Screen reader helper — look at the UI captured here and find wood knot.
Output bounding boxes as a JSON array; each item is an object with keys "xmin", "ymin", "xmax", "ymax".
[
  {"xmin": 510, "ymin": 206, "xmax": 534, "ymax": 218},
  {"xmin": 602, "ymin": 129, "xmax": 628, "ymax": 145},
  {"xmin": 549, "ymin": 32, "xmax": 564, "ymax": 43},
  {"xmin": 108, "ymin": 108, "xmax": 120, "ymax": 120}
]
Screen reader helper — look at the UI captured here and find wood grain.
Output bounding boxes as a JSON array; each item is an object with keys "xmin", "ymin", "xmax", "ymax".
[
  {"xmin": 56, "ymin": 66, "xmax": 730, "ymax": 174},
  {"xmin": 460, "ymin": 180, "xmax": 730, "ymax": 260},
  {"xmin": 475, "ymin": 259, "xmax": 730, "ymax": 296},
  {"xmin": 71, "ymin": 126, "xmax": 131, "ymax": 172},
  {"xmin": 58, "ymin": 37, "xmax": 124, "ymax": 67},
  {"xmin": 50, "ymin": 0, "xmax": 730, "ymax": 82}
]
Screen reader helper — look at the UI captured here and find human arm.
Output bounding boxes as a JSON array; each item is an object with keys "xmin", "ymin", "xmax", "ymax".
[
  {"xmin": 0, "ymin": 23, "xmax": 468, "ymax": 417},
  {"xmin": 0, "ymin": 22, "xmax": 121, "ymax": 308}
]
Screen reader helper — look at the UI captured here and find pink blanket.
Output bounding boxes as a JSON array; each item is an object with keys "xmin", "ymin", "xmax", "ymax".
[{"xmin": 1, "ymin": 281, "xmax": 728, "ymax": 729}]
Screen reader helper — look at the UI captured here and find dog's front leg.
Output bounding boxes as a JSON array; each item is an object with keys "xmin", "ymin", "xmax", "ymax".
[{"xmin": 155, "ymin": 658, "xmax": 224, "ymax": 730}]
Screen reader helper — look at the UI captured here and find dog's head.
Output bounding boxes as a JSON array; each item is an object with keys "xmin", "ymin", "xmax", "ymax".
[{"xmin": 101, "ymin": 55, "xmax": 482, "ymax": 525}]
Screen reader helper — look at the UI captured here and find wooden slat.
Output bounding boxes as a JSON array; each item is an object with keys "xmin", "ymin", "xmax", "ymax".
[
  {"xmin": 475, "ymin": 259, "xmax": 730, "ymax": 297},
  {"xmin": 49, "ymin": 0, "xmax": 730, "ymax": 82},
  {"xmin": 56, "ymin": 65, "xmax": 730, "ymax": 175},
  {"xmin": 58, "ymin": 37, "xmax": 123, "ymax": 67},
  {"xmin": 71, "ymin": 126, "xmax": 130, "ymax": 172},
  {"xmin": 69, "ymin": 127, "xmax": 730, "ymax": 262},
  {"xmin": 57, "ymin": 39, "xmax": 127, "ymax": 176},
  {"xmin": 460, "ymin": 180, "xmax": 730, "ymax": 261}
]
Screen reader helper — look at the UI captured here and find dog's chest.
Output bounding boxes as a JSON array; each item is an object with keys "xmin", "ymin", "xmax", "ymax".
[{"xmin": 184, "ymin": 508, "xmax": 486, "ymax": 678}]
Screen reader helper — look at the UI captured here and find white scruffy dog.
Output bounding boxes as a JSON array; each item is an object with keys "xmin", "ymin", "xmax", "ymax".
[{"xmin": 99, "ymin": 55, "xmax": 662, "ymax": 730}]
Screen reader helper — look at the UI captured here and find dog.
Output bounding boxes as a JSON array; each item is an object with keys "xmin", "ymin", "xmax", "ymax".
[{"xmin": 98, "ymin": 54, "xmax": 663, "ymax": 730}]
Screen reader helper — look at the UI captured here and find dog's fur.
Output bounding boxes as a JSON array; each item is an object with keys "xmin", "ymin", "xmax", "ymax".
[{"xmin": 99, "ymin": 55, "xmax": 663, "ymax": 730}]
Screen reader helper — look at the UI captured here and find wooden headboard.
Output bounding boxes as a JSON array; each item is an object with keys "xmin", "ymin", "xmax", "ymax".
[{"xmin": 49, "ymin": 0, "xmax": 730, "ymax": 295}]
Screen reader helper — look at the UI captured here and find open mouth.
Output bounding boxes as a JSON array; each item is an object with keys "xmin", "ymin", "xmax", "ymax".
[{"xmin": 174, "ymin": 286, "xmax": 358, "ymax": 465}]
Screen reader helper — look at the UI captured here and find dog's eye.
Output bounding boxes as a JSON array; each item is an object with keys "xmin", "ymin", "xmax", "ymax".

**Directions for this task**
Your task is to copy every record exactly.

**Written response**
Screen reader helper — look at the UI captured here and find wood knot.
Output bounding boxes as a JSON array; each item is an object with keys "xmin", "ymin", "xmax", "ymax".
[
  {"xmin": 510, "ymin": 206, "xmax": 534, "ymax": 218},
  {"xmin": 602, "ymin": 129, "xmax": 628, "ymax": 145},
  {"xmin": 549, "ymin": 32, "xmax": 564, "ymax": 43},
  {"xmin": 108, "ymin": 108, "xmax": 120, "ymax": 120}
]
Screen reader helper — look at the UI captured here and find wood grain.
Output bounding boxes as a JSON array; each item is an object with keys "xmin", "ymin", "xmax", "ymax".
[
  {"xmin": 56, "ymin": 66, "xmax": 730, "ymax": 174},
  {"xmin": 460, "ymin": 180, "xmax": 730, "ymax": 260},
  {"xmin": 475, "ymin": 259, "xmax": 730, "ymax": 296},
  {"xmin": 71, "ymin": 126, "xmax": 131, "ymax": 172},
  {"xmin": 58, "ymin": 37, "xmax": 124, "ymax": 67},
  {"xmin": 50, "ymin": 0, "xmax": 730, "ymax": 82}
]
Screen reader helper — look at the UI captured here and find human arm.
Output bounding boxes as a JSON array; each item is an object with keys "xmin", "ymin", "xmax", "ymax".
[
  {"xmin": 0, "ymin": 23, "xmax": 468, "ymax": 417},
  {"xmin": 0, "ymin": 22, "xmax": 121, "ymax": 308}
]
Screen reader helper — look at the UI captured here and find pink blanket.
Output bounding boxes as a JSON array; each item is an object with keys "xmin", "ymin", "xmax", "ymax".
[{"xmin": 1, "ymin": 281, "xmax": 728, "ymax": 729}]
Screen reader helper — look at the UI captured here and find dog's front leg.
Output bounding boxes as a JSON array; each item is an object with keys "xmin", "ymin", "xmax", "ymax".
[{"xmin": 155, "ymin": 658, "xmax": 224, "ymax": 730}]
Screen reader helper — look at the UI captured here and find dog's head.
Output bounding boxes as a JSON array; each item is an object with keys "xmin", "ymin", "xmax", "ymax".
[{"xmin": 101, "ymin": 55, "xmax": 482, "ymax": 525}]
Screen reader helper — look at the UI captured here and find wooden slat.
Output bounding boxes as a JSON array; each item is an object with keys "xmin", "ymin", "xmax", "ymax".
[
  {"xmin": 475, "ymin": 259, "xmax": 730, "ymax": 297},
  {"xmin": 49, "ymin": 0, "xmax": 730, "ymax": 82},
  {"xmin": 56, "ymin": 65, "xmax": 730, "ymax": 175},
  {"xmin": 58, "ymin": 37, "xmax": 123, "ymax": 67},
  {"xmin": 71, "ymin": 126, "xmax": 130, "ymax": 172},
  {"xmin": 69, "ymin": 127, "xmax": 730, "ymax": 262},
  {"xmin": 57, "ymin": 39, "xmax": 127, "ymax": 176},
  {"xmin": 460, "ymin": 180, "xmax": 730, "ymax": 261}
]
Screen reader helper — look at the UI captured here and find dog's chest.
Output bounding boxes as a JSON array; each item is an object with keys "xmin", "ymin", "xmax", "ymax".
[{"xmin": 184, "ymin": 508, "xmax": 486, "ymax": 678}]
Screen reader helper — look at the UI captured here and find white scruffy dog.
Output bounding boxes as a JSON array; each item is an object with keys "xmin", "ymin", "xmax", "ymax".
[{"xmin": 99, "ymin": 55, "xmax": 662, "ymax": 730}]
Screen reader helper — look at the UI captured here and find dog.
Output bounding boxes as a JSON array; each item is an object with keys "xmin", "ymin", "xmax", "ymax".
[{"xmin": 98, "ymin": 54, "xmax": 663, "ymax": 730}]
Screen reader helper — look at the UI captured here and find dog's fur.
Output bounding boxes as a JSON array; each item is an object with keys "xmin", "ymin", "xmax", "ymax".
[{"xmin": 99, "ymin": 55, "xmax": 663, "ymax": 730}]
Screen reader helper — look at the UI captured here and find wooden headboard.
Output bounding boxes as a JSON array; each item is an object with keys "xmin", "ymin", "xmax", "ymax".
[{"xmin": 49, "ymin": 0, "xmax": 730, "ymax": 295}]
Screen reader helper — look at the UI captured here and find open mouth.
Output bounding boxes as a JSON array; each item is an object with keys "xmin", "ymin", "xmax", "ymax".
[{"xmin": 174, "ymin": 286, "xmax": 358, "ymax": 465}]
Screen reader helper — look at the UI captured here and find dog's eye.
Output bounding boxes as a JSON array; each item is an object with keys "xmin", "ymin", "xmax", "ymax".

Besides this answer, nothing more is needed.